• [QUOTED PASSAGE]:
= = = = =

Two boys who did Warangal proud at Medaram Jatara

Rupesh Chennuri at his post at the altars of Sammakka and Sarakka at the just concluded Medaram Jatara

Rupesh Chennuri at his post at the altars of Sammakka and Sarakka at the just concluded Medaram Jatara   | Photo Credit: Arrangement

A sweet homecoming for two probationary IPS officers

Until two years ago, 29-year-old Rupesh Chennuri was one among the lakhs of devotees who were waiting for their turn to pray the Sammakka-Sarakka deities up close during biennial Medaram Jatara. Being a native of Warangal, he made it a point to attend the biennial jatara along with his family in his father’s auto-rickshaw or sometimes on bullock carts.

This year too, he attended the jatara but in a different role. The Warangal lad was among the large deployment of police personnel who facilitated the smooth darshan by lakhs of devotees at the biggest public congregation in both the Telugu States.

After chasing his dream of becoming a civil servant, he cracked UPSC examinations and is on the way of becoming an Indian Police Service (IPS) officer. Currently a probationary officer of 2017 batch, Mr. Rupesh is attached to Ramagundam Commissionerate as a trainee.

“We used to wait in long queues, for hours on end every time, to pray to the goddesses. But, during this festival I was one of the persons in-charge of the Gadde (altars). Life has changed a lot,” Mr. Rupesh told The Hindu.

Tough life

Till he got selected for the IPS, his father, Ramanaiah, was an auto-rickshaw driver and his mother, Sarojana, was a beedi worker in Hasanparthy.

= = = = =

• [DATASET EXCERPTS]:
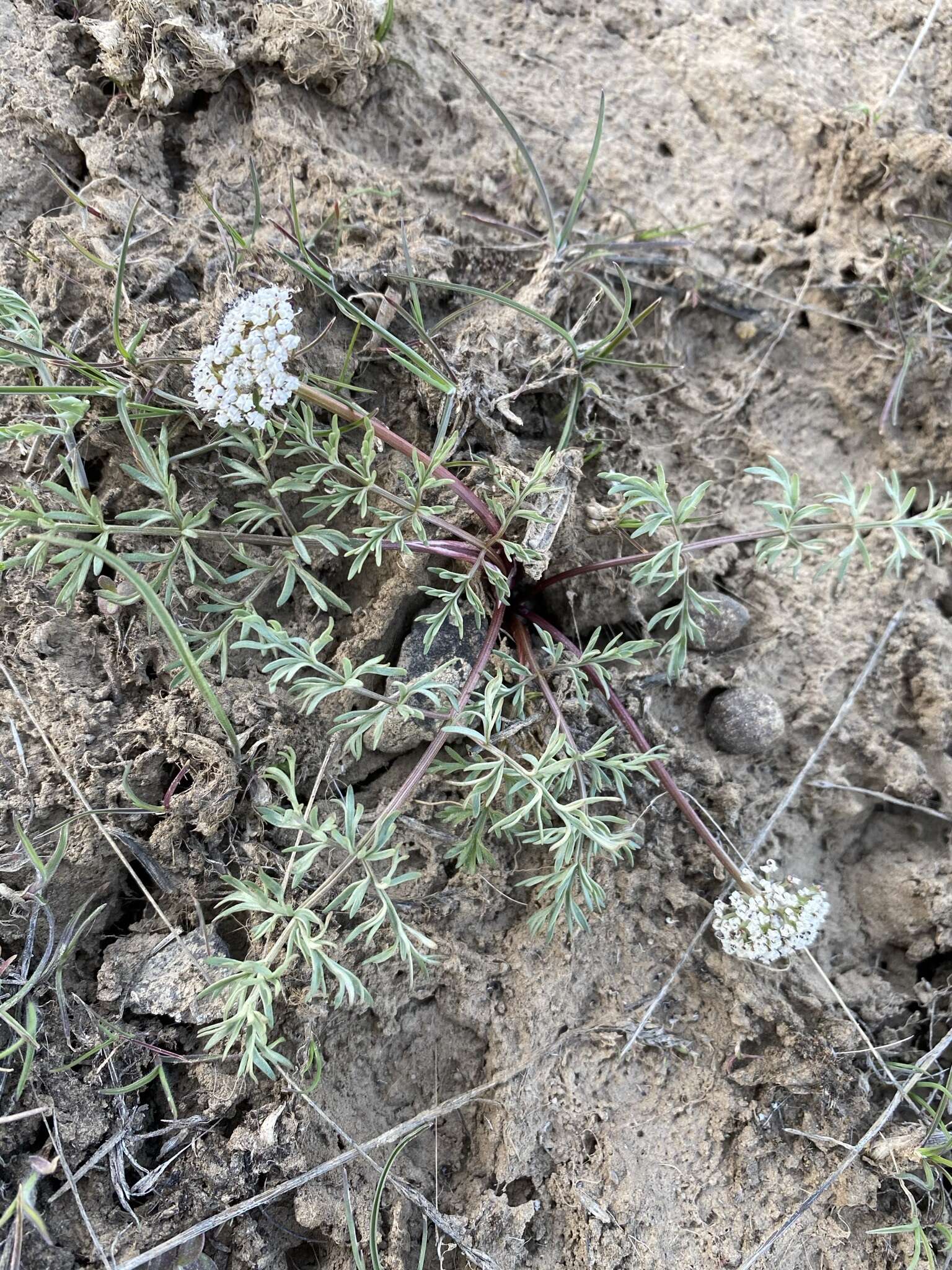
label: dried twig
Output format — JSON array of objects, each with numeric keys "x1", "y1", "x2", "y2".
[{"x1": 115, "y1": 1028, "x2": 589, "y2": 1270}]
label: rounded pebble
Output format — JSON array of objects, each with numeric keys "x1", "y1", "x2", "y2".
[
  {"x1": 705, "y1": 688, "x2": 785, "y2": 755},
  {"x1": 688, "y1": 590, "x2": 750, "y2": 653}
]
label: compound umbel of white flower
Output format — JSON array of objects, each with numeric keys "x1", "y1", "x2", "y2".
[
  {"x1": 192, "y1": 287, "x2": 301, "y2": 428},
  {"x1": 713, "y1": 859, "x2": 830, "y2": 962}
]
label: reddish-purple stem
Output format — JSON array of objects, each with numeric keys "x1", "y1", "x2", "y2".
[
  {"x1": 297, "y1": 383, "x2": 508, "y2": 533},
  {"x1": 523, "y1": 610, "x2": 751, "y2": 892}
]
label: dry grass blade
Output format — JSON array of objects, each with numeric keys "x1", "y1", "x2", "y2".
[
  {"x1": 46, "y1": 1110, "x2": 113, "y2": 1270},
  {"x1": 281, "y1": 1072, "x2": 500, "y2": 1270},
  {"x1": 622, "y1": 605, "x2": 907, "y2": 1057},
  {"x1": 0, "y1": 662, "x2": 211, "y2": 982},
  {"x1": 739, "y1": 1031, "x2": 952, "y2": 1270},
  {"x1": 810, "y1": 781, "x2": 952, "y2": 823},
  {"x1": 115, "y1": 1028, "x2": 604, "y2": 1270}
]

= = = = =

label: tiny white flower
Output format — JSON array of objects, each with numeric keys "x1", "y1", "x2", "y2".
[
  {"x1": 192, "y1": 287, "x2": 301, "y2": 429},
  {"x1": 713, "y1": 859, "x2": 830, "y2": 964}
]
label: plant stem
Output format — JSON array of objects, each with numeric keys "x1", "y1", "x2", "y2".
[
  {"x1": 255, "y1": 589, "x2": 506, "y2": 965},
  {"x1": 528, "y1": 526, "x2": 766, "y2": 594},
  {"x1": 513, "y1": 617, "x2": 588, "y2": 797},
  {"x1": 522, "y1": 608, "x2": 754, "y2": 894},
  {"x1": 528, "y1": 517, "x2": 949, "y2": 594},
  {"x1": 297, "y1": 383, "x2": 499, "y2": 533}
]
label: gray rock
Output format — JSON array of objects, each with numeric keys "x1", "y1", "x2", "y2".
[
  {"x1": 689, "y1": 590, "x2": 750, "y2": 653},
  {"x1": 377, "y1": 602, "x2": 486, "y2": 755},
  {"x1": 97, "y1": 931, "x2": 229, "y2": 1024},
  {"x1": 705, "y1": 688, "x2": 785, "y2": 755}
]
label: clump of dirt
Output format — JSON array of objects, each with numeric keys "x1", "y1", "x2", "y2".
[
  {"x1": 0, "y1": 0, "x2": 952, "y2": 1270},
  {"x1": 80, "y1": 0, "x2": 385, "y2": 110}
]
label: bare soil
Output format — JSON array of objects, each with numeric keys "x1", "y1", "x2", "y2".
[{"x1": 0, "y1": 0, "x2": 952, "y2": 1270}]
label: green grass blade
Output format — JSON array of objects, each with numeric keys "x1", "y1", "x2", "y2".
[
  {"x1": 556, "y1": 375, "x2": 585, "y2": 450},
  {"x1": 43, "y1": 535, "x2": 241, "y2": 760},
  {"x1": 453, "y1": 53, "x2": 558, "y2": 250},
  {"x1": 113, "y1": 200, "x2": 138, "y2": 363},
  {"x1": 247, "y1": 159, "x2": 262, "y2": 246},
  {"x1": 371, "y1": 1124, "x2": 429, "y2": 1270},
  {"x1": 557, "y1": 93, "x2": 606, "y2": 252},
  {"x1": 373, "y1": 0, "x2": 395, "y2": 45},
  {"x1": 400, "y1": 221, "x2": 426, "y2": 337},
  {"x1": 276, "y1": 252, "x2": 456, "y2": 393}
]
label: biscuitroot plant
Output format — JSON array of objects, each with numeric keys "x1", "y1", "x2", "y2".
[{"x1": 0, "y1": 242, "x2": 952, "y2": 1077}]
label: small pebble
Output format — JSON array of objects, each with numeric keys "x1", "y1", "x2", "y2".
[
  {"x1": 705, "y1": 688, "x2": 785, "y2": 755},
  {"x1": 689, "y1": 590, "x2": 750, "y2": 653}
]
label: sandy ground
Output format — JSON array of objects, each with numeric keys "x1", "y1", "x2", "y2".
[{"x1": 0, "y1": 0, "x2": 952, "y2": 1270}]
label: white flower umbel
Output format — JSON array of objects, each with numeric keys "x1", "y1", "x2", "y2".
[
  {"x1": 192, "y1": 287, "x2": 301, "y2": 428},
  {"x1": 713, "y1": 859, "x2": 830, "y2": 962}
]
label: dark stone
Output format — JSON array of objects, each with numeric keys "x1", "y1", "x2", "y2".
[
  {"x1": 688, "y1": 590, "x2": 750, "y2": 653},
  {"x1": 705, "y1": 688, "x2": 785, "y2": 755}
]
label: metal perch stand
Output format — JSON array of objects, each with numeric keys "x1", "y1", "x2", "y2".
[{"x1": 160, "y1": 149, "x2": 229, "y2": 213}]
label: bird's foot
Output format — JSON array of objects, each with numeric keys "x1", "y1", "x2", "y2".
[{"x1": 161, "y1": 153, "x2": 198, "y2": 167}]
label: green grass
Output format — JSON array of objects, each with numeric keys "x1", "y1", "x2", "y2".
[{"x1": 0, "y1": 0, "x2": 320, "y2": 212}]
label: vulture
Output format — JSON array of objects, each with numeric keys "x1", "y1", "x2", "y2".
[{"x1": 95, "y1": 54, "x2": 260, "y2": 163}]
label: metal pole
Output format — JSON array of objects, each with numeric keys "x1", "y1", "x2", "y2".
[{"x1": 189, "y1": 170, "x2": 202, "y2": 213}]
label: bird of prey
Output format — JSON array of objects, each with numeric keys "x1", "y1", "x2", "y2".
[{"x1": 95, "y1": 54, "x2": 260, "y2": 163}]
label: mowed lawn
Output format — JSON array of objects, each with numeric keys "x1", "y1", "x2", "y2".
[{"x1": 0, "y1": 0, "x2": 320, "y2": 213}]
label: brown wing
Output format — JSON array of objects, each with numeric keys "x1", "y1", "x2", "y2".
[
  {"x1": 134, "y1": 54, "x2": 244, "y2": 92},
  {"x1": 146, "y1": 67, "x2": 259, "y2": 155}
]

= = = = =

• [SHORT EXERCISE]: In the Medaram Jatara article, what did Rupesh Chennuri's father do for a living until Rupesh was selected for the IPS?

• [COMPLETED TASK]: He was an auto-rickshaw driver.